__Texte cité__:
■ ■ ■ ■ ■ ■ ■

Site : http://infokiosques.net/
Le lien de la page :
http://infokiosques.net/article.php3?id_article=2
http://infokiosques.net/IMG/rtf/la_tyrannie_de_l_absence_de_structure.rtf
Tout au long des années de formation du Mouvement de Libération
des Femmes, on a beaucoup plébiscité les dénommés
“groupes sans leadership ni structure”, comme étant
la principale, sinon l’unique forme d’organisation du mouvement.
L’origine de cette idée se trouve dans la réaction
naturelle à la société sur-structurée dans
laquelle nous sommes plongé-e-s, à l’inévitable
contrôle sur nos vies qu’elle confère à certain-e-s,
et à l’élitisme constant de la gauche et de groupes
similaires parmi celles/ceux qui sont supposé-e-s combattre cette
sur-structuration.
Pourtant, l’idée d’absence de structure est passée
du stade de saine contre-tendance à celui d’idée
allant de soi. Les notions qu’elle implique sont aussi faiblement
analysées que le terme est fortement utilisé, devenant
une part intrinsèque et indiscutable de l’idéologie
du Mouvement de Libération. A l’étape de gestation
du mouvement, cette question avait peu d’importance : une fois
définis ses objectifs et sa méthode principale, comme
la prise de conscience, le groupe de conscientisation “sans structure”
s’avérait être un excellent moyen pour atteindre
le dit objectif. Le caractère détendu et informel qui
le régissait était propice à la participation aux
discussions, et le climat de soutien mutuel qui se créait en
général permettait une meilleure perception de ce qui
était personnel. Si les résultats n’étaient
pas plus concrets que cette perception du personnel, cela n’avait
pas une grande importance, puisqu’en réalité il
n’y avait pas d’autre objectif que celui-ci.
Les problèmes ne commencèrent à surgir que lorsque
les petits groupes de conscientisation épuisèrent les
vertus de la conscientisation et décidèrent qu’ils
voulaient faire quelque chose de plus concret. Face à cette décision,
les groupes, en général, s’enlisèrent, parce
que la plupart d’entre eux ne voulaient pas changer leur structure
pendant que se modifiaient leurs tâches. Les femmes avaient pleinement
accepté l’idée de “l’absence de structures”,
sans s’apercevoir des limites qu’enfermait son prolongement.
On essaya d’utiliser le groupe “sans structure” et
les discussions informelles pour des questions inadéquates, en
se basant sur la croyance aveugle que toutes les autres formes d’organisation,
quelles qu’elles soient, étaient oppressantes.
Si le mouvement prétend s’étendre au-delà
de ces étapes élémentaires de développement,
il devra abandonner quelques-uns de ses préjugés sur l’organisation
et la structure. Il n’y a rien de pernicieux en soi dans ces deux
notions ; toutes les deux peuvent être, et sont fréquemment,
mal employées, mais les rejeter dans leur ensemble parce que
leur emploi n’est pas correct, revient à nier les instruments
d’un développement ultérieur. Il est ainsi nécessaire
de comprendre pourquoi “l’absence de structures” ne
marche pas.

■ ■ ■ ■ ■ ■ ■

__Données enregistrées__:
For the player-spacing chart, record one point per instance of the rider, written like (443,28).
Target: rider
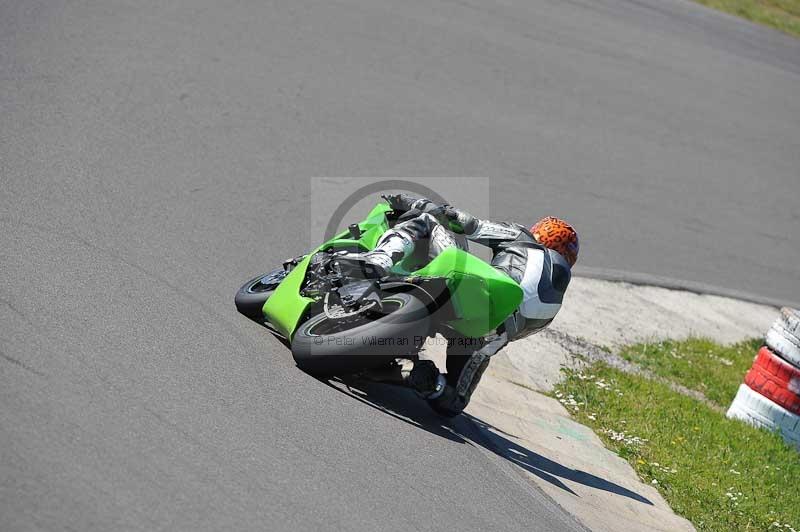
(538,259)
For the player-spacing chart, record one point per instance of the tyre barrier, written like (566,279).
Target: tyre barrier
(775,379)
(757,410)
(770,395)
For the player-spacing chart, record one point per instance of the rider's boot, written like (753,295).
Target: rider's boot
(423,377)
(426,379)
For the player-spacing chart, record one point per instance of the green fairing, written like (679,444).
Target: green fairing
(482,297)
(286,306)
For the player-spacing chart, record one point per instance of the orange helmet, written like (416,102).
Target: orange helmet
(558,235)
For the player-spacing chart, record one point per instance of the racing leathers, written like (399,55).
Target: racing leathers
(542,273)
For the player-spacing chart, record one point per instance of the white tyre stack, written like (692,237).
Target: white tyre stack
(783,339)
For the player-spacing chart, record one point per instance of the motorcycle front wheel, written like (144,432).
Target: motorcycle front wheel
(325,346)
(250,298)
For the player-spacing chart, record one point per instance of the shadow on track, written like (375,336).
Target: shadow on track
(404,405)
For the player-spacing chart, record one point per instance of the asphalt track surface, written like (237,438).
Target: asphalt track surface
(153,157)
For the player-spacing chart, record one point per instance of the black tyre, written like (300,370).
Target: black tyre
(254,293)
(324,346)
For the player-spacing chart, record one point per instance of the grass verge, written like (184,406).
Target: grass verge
(783,15)
(697,363)
(718,473)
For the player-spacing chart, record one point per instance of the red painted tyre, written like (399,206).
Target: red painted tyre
(775,379)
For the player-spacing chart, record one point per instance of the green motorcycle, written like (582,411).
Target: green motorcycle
(338,324)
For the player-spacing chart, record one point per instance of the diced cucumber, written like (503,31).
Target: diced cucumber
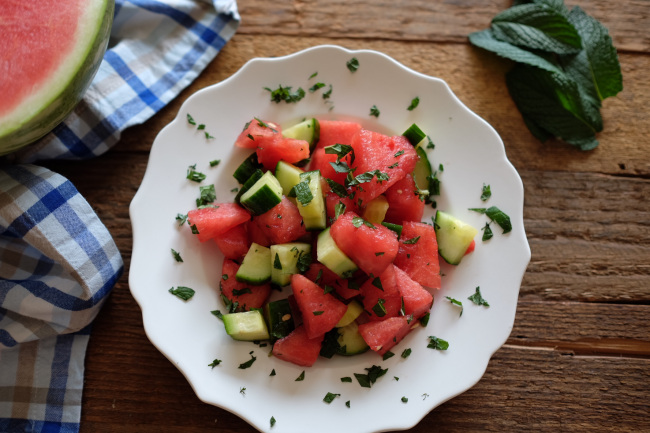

■ ■ ■ ■ ■ ■ ■

__Consignes__:
(a) Selon le texte sur l'absence de structure, à quel moment les problèmes ont-ils commencé à surgir ?
(b) Rédigez la suite du texte sur l'absence de structure, à partir de sa dernière phrase.
Les lignes ne sont pas nécessaires ici.

__Réponses fournies__:
(a) Lorsque les petits groupes de conscientisation ont épuisé les vertus de la conscientisation et ont décidé de faire quelque chose de plus concret.

(b)
Structures formelles et informelles
A l’inverse de ce que nous voulons croire, il n’existe
pas de groupe sans structure, ni rien de similaire. Tout groupe de personnes
qui, pour certaines raisons, s’unit pendant un temps déterminé
et avec un objectif quelconque, se donnera inévitablement une
forme ou une autre de structure : celle-ci pourra être flexible
et pourra varier avec le temps, peut-être servira-t-elle à
distribuer les tâches de manière équitable ou injuste,
ou à distribuer le pouvoir et l’influence entre les divers-e-s
membres du groupe, en tout cas elle s’adaptera aux personnalités,
facultés ou intérêts des personnes du groupe. Le
simple fait d’être des individus munis de talents, de prédispositions
et d’origines diverses rend ce fait inévitable. Seulement
si nous refusions de nous fréquenter, ou d’interagir sur
telles ou telles bases, nous pourrions nous rapprocher d’un groupe
sans structure, et cela n’est pas exactement la nature d’un
groupe humain.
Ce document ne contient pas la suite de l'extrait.